Cultivating a Culture of Situated Discretion

In an essay of 1977, the ecologist Daniel Janzen proposed a figure–ground inversion in how we view the “individual” in a population of dandelions.

Instead of viewing the set of short-lived dandelion plants in a habitat as a many-membered population with a very high growth rate, I suggest a quite different view. I suggest that the dandelion population contains a small number of highly subdivided EIs [evolutionary individuals] with very long lives and very low population growth rates and which exist through the harvest of a highly predictable resource.

The dandelion, Janzen writes, “is a very large tree with no investment in trunk, major branches, or perennial roots” — the individual dandelions are but ramets, contingently detached branches, of a single living thing (Janzen 1977).

Janzen’s essay anticipates what has become an extensive literature in evolutionary transitions and multilevel selection. Janzen’s essay, “What Are Dandelions and Aphids?”, demonstrates the value of a change in the language we use to describe some phenomenon, in this case by characterizing the dandelion clone as a “tree” and so underscoring, in our habits of thinking, its evolutionary unity. Reading Janzen’s essay in light of the rapid and remarkable reorganization of evolutionary theory that followed, I am given to wonder what small changes we might make in the register that governs our own working lives so as to foster a new era of trust, cooperation, and equitability.

Unmaking the culture of audit and establishing in its place a culture of situated discretion is a long-term project. Alas, it is not a matter simply of changing the language we use to talk about work. But a shift in register has a role to play. I cannot provide a list of the distinctive features of the speech registers you’d encounter in environments that foster situated discretion. What I can do is encourage you to attend to the differences in your own habits of speech in situations where you experience a feeling of mastery, autonomy, and responsibility — and in those where your role feels more mechanical. Start small: perhaps there is something you regularly do, be it making lunch for your kids or deadlifting or listening to a friend fall apart, where, by dint of long effort, you’ve come to feel a certain craft mastery. How do you talk about these things? How does it differ from how you talk about activities where you lack the autonomy to exercise judgment? Focus not just on the words you use but on the quality of the sounds — are your changes of pitch open and spacious (e.g., pentatonic) or closed-off (e.g. chromatic)? Focus on phrase-level syntax: where are you more likely to use constructions that specify the cause of some action? Where are you more likely to use constructions that elide cause, that make it seem as if things have “simply happened”?

RECORDS SHOWN
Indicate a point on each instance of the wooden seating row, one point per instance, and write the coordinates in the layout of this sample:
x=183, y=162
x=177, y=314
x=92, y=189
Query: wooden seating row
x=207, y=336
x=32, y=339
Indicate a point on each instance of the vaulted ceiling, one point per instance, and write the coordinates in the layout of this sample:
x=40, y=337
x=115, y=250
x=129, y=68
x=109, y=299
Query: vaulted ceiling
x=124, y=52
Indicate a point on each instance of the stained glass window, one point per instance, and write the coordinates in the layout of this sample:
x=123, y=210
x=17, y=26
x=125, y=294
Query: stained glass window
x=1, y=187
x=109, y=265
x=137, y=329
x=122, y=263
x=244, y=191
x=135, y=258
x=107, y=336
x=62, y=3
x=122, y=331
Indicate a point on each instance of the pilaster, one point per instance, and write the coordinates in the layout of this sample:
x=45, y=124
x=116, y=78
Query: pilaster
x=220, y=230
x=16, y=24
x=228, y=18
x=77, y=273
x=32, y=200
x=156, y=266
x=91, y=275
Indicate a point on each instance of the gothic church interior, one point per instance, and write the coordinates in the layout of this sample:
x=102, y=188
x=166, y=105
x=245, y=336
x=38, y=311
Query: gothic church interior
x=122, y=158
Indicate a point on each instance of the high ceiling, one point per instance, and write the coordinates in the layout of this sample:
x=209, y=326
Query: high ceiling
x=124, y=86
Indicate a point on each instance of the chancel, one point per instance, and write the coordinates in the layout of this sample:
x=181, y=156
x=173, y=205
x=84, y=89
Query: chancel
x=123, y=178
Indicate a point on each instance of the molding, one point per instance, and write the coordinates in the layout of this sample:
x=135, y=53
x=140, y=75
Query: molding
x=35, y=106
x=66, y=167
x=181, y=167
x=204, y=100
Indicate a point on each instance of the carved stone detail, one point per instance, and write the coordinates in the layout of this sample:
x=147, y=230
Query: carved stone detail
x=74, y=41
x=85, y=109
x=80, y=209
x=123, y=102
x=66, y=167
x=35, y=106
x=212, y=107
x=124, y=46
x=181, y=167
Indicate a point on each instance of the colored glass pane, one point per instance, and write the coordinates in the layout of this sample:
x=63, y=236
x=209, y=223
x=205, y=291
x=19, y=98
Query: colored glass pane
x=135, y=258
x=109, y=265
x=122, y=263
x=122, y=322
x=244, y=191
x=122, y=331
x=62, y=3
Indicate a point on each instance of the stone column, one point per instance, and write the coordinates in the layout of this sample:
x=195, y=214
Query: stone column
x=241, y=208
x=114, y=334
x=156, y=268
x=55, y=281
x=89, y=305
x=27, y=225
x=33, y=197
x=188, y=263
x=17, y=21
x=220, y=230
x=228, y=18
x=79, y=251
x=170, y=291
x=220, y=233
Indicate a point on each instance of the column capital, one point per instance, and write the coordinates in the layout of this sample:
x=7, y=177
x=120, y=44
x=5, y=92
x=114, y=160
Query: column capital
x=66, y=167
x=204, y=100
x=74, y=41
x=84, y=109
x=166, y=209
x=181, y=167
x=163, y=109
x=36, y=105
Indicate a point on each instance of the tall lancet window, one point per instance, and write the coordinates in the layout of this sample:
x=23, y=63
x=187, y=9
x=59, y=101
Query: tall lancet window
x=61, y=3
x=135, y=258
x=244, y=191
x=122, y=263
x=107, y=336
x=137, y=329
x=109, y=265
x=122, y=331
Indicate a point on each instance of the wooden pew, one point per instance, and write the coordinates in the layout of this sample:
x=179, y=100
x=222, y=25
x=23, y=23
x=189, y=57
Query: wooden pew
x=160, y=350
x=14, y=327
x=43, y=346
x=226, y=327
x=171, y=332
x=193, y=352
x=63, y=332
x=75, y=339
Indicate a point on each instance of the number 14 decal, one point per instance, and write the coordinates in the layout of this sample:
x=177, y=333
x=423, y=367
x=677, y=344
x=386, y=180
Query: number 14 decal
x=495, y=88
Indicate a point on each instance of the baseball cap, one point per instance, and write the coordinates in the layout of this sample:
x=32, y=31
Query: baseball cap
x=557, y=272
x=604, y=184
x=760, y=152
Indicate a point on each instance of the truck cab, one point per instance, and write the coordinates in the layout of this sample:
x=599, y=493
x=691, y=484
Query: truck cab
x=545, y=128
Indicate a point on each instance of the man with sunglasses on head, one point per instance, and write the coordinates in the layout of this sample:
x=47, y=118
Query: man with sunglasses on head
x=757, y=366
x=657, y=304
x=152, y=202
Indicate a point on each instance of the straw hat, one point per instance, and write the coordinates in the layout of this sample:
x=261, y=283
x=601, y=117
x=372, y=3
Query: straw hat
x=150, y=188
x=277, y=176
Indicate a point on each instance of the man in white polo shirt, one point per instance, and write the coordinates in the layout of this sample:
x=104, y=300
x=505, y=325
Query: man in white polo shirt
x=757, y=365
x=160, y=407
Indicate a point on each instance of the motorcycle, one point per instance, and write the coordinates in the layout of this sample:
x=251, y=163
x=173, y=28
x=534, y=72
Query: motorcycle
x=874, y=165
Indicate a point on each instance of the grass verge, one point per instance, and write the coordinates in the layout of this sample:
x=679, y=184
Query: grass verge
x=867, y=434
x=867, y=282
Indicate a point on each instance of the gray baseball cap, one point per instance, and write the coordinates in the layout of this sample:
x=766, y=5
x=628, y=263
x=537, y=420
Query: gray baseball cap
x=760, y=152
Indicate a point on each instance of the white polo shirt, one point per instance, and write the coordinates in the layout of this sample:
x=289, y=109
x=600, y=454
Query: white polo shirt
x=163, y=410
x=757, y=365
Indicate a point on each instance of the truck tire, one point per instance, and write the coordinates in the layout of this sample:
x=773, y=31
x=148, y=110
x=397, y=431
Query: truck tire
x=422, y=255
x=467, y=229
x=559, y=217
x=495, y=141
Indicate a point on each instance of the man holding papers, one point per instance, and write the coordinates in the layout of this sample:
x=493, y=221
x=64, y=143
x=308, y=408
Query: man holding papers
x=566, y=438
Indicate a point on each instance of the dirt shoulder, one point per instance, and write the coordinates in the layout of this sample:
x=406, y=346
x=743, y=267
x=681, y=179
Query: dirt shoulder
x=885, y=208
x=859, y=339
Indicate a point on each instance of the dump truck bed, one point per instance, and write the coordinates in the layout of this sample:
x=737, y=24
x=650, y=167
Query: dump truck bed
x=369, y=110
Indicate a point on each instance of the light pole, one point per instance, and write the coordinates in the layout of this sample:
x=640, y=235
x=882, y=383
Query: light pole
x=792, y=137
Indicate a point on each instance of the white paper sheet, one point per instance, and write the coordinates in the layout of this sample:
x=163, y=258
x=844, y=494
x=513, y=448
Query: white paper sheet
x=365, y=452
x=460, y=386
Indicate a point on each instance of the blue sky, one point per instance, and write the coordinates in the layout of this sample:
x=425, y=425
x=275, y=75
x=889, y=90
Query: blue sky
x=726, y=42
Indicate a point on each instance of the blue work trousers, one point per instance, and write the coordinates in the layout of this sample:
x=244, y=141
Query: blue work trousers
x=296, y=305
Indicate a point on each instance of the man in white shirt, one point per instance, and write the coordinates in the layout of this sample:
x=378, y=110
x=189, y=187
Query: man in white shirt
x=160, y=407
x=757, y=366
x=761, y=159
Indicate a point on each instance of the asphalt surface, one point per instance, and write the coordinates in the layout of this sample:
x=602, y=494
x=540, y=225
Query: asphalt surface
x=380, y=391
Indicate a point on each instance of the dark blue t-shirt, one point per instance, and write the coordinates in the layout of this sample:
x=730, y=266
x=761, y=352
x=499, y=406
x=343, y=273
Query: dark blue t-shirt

REQUIRED ACTION
Carry on the passage about cultivating a culture of situated discretion, starting after its last sentence. The items have nothing to do with the passage on situated discretion.

RESULT BELOW
A world where everyone feels engaged, where everyone has the sense they are contributing to a collective purpose that precedes and exceeds them and that will continue when they are gone, begins with the ordinary experience of autonomy to exercise discretion based on your awareness of local conditions. This ordinary experience — this culture of situated discretion — is fundamentally about what kinds of people we want to become and the habits of speech we want to inhabit.

References

Agha, Asif. 2007. Language and Social Relations. Cambridge: Cambridge University Press.

Deleuze, Gilles. 1992. Postscript on the Societies of Control. October 59: 3–7.

Fourcade, Marion, and Kieran Healy. 2021. Rationalized Stratification. In Grusky, Dahir, and Daviss, eds, Social Stratification, 5/e. London: Routledge.

Janzen, Daniel. 1977. What Are Dandelions and Aphids? American Naturalist 111(979): 586–589.

Nguyen, C. Thi. 2022. Transparency Is Surveillance. Philosophy and Phenomenological Research, to appear. https://doi.org/10.1111/phpr.12823

Rosa, Hartmut. 2020. The Uncontrollability of the World. London: Polity. Wiener, Anna. 2020. Uncanny Valley. New York: Farrar, Straus and Giroux.